▸ **Exercise brief**
With the records in front of you, set every one of them down exactly.

▸ **Data records**
# # # # # # #

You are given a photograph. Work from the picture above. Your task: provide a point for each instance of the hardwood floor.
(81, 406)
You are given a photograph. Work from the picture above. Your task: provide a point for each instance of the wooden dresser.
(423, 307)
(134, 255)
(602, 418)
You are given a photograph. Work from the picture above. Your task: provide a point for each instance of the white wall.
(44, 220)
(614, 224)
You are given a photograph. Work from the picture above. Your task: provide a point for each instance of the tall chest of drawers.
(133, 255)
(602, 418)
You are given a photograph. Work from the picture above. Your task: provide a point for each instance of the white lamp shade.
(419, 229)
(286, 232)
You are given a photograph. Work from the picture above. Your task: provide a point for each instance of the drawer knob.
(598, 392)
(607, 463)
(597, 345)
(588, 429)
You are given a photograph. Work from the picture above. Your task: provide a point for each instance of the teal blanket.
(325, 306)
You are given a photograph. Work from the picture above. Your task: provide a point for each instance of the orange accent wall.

# # # # # # #

▸ **Result below**
You are given a photograph. Work from the picture above. Your task: provide a point for each instance of the hardwood floor.
(81, 406)
You are given a photograph. Work from the picture above. Your task: provide a point for each instance of the wooden dresser.
(423, 307)
(134, 255)
(602, 418)
You are given a photograph. Work from the picture above. Your task: provide a point for each instance of the white wall.
(44, 220)
(614, 224)
You are given a photograph. Work from the picture above. Your task: provide a point for each instance of the tall chest of drawers.
(133, 255)
(602, 418)
You are given a photograph. Work from the picture above. Your task: provide a point for each instance of the white lamp shade.
(419, 229)
(286, 232)
You are given a photograph. Work from the picture above. Your task: provide a point for each instance of the drawer knob.
(598, 392)
(607, 463)
(597, 345)
(588, 429)
You are given a photograph. Work from the picture above. Your task: provide a point for each instance of the teal blanket.
(325, 306)
You are given a photograph. Work from the picture above. Your task: provide a point for each instance of the orange accent wall.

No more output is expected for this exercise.